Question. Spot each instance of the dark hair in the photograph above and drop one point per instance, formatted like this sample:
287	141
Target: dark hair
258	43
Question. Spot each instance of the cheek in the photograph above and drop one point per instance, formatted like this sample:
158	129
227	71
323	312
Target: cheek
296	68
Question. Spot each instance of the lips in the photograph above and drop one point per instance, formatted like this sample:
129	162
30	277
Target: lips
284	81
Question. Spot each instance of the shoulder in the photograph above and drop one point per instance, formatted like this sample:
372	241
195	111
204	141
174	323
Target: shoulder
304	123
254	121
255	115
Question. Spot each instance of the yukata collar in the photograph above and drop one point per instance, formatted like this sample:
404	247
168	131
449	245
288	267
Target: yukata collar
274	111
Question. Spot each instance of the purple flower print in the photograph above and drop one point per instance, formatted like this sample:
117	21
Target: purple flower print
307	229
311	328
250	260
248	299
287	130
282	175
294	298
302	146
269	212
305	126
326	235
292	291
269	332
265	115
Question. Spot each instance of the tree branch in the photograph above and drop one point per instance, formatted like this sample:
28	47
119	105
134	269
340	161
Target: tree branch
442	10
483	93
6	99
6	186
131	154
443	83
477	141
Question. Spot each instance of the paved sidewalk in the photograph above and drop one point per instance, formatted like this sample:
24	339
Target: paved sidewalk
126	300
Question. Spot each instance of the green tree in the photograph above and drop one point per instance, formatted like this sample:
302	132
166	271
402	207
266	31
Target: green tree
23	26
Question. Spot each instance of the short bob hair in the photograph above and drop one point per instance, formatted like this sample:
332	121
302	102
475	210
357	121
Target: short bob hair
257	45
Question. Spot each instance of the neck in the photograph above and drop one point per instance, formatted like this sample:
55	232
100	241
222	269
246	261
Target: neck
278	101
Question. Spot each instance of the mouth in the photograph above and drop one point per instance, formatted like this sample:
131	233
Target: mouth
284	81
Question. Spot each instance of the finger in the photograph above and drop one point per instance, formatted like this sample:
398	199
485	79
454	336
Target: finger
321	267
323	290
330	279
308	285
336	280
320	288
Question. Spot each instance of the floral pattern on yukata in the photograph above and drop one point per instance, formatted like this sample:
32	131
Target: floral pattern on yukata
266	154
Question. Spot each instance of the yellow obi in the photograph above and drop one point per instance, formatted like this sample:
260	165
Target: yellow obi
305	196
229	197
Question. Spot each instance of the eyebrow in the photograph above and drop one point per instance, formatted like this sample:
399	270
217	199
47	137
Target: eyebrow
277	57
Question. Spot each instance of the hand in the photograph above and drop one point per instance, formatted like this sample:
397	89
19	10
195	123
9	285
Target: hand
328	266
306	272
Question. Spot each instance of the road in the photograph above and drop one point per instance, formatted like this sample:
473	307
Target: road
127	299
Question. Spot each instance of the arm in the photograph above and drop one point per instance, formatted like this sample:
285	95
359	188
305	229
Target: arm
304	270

****

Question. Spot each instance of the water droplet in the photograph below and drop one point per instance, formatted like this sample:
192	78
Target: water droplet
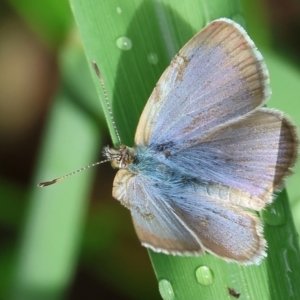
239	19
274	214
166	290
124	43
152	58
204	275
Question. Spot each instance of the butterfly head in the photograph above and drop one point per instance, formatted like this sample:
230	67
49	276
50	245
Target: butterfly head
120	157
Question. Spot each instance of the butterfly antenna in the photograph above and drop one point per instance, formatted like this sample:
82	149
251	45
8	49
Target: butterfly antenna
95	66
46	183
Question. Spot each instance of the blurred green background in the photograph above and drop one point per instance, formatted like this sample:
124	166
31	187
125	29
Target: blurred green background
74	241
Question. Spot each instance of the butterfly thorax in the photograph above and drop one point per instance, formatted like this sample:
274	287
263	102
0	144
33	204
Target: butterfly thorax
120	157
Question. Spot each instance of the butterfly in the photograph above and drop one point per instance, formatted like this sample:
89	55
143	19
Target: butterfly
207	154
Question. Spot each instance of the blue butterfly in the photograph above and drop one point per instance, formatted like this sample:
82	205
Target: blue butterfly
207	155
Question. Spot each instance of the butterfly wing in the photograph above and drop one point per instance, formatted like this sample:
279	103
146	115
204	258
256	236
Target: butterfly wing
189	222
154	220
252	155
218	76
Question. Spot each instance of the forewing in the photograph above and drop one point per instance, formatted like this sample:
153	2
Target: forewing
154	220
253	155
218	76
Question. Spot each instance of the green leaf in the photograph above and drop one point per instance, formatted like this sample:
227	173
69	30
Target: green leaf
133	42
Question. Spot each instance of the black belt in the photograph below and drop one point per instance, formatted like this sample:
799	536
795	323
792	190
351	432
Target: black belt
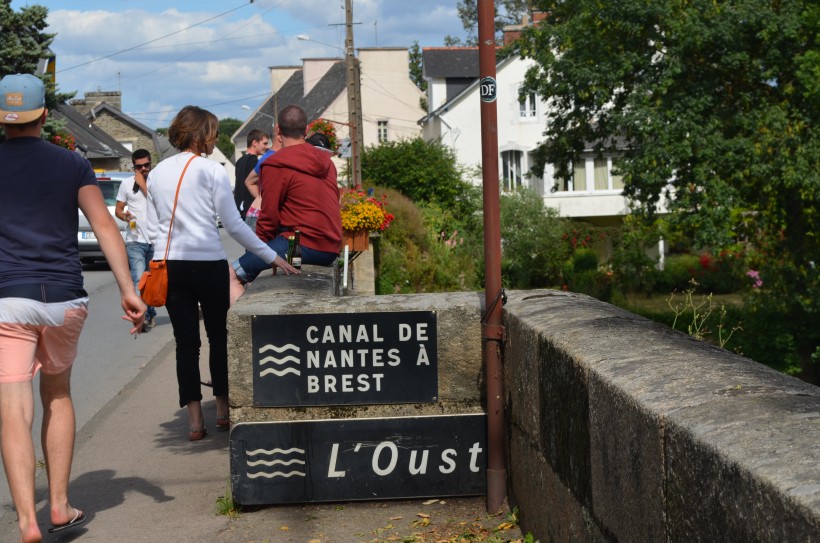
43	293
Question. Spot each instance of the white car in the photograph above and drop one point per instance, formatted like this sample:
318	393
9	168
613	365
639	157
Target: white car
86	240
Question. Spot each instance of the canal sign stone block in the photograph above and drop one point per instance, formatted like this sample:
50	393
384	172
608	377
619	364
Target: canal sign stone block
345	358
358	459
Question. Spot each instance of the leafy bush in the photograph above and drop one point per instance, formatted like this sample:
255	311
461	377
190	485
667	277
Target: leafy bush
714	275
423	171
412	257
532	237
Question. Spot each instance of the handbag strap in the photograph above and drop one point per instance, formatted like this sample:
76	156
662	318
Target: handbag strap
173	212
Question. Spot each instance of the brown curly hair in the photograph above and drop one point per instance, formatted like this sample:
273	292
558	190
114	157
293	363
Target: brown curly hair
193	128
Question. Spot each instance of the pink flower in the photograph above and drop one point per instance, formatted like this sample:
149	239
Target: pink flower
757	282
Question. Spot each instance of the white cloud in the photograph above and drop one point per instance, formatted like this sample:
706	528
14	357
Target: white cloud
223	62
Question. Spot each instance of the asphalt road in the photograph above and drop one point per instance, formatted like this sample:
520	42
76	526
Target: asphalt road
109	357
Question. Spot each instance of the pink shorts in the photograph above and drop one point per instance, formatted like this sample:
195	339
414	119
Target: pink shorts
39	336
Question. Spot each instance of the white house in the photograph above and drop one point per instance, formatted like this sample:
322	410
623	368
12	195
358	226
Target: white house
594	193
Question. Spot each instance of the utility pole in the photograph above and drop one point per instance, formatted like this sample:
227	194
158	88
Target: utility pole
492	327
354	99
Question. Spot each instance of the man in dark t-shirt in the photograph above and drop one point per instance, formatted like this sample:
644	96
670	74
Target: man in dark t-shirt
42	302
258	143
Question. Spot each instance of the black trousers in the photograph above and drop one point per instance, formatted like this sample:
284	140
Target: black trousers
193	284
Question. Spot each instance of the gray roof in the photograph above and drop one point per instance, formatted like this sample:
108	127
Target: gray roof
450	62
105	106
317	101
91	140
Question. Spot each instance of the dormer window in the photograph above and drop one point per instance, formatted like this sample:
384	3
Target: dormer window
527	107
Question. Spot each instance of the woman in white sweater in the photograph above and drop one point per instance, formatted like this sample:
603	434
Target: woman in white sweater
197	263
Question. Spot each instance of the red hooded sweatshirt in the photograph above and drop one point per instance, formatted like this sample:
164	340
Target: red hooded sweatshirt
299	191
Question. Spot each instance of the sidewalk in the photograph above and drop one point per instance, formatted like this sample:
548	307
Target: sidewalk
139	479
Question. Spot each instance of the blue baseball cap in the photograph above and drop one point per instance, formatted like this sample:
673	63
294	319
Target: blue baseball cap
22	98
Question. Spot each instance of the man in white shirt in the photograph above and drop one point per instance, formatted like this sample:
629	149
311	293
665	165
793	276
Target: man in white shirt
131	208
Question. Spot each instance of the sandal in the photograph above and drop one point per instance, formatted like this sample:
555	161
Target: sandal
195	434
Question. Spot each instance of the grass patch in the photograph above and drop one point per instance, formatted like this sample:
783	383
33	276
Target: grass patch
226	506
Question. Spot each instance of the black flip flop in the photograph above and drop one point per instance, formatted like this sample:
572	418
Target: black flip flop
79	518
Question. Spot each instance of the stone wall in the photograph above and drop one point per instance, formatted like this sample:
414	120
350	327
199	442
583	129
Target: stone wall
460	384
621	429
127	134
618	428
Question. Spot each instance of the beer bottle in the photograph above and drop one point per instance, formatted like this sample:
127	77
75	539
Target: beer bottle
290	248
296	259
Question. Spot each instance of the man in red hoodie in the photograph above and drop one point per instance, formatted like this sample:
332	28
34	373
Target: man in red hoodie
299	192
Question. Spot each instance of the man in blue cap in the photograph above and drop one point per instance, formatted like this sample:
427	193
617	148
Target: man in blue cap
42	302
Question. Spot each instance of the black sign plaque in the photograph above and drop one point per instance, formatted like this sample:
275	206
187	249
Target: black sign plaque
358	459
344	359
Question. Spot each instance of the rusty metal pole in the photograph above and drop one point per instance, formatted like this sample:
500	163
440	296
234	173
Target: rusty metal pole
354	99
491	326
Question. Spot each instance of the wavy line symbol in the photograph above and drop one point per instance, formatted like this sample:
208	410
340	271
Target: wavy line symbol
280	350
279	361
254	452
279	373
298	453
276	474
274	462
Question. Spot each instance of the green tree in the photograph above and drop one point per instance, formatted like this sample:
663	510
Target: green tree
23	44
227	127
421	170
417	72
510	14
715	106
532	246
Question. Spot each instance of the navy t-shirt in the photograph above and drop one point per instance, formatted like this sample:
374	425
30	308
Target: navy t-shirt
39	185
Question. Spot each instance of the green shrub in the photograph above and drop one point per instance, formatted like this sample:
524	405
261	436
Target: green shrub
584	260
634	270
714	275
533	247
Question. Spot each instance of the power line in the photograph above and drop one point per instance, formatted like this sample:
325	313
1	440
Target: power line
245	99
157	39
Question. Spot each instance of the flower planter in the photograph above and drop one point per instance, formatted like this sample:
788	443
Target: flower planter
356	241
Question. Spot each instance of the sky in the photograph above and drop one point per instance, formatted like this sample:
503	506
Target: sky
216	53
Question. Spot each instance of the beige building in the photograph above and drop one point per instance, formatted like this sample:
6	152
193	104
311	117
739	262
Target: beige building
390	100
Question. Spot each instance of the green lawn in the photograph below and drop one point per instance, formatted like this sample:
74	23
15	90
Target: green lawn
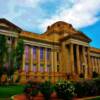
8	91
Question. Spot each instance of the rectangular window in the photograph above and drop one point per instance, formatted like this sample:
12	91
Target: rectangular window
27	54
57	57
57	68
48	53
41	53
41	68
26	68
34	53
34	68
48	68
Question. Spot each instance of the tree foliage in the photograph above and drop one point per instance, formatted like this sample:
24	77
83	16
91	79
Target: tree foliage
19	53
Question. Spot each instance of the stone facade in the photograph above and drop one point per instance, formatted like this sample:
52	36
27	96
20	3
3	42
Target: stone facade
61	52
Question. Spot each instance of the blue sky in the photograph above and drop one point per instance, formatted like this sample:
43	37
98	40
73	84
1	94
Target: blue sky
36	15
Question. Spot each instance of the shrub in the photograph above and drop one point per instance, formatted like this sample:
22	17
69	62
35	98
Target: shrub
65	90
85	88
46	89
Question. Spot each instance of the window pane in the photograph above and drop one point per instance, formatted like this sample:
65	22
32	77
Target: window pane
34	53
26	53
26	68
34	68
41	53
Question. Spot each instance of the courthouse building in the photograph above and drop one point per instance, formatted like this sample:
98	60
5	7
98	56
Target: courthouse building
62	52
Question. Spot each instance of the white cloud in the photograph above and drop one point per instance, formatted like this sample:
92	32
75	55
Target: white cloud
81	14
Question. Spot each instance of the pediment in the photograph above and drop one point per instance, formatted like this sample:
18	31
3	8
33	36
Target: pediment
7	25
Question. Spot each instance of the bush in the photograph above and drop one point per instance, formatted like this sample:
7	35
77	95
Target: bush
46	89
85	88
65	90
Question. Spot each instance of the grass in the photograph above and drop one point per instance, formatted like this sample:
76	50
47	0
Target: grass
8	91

****

Given task: Show every line of the records above that contains the word "beige", copied in full. Case counts, so count only lines where the letters match in case.

Finished task:
Question. Spot each instance of the beige building in the photograph above and drop one point per instance, formatted like this sample:
Target: beige building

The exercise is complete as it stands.